(begin)
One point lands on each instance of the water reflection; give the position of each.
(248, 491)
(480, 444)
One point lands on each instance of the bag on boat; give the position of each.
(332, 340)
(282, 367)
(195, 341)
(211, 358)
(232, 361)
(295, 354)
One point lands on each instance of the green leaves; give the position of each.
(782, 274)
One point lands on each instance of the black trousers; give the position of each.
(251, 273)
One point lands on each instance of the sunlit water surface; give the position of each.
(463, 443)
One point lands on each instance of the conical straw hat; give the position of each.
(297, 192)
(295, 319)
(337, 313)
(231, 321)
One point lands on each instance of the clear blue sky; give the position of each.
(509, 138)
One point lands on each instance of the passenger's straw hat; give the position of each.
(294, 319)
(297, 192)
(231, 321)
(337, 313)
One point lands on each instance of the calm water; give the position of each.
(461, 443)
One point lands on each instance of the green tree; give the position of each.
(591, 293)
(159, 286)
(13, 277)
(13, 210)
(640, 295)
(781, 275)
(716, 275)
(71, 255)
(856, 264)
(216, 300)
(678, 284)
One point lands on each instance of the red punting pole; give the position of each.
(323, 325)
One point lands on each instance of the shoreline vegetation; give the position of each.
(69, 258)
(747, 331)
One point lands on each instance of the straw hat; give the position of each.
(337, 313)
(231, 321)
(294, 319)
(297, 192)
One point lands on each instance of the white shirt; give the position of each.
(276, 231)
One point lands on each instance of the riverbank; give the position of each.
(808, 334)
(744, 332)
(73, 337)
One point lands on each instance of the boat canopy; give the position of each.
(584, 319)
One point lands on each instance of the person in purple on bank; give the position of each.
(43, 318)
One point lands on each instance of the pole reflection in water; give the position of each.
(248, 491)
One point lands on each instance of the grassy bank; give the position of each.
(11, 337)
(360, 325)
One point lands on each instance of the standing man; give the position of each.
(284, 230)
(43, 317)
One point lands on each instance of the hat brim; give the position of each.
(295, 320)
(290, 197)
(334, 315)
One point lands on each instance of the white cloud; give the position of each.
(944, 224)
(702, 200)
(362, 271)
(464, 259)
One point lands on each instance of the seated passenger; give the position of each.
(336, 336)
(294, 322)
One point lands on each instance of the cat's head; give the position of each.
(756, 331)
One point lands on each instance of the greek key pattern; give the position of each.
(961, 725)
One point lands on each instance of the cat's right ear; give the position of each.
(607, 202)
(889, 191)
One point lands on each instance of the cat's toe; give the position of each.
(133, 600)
(end)
EXERCISE PROMPT
Please put every line from the one containing "One point lands on each instance of the cat's toe;" down to the end of the data above into a JSON list of strings, one string per line, leaving out blank lines.

SOLUTION TO THIS PROBLEM
[
  "One point lands on each instance of the cat's toe; give the position of each.",
  "(133, 600)"
]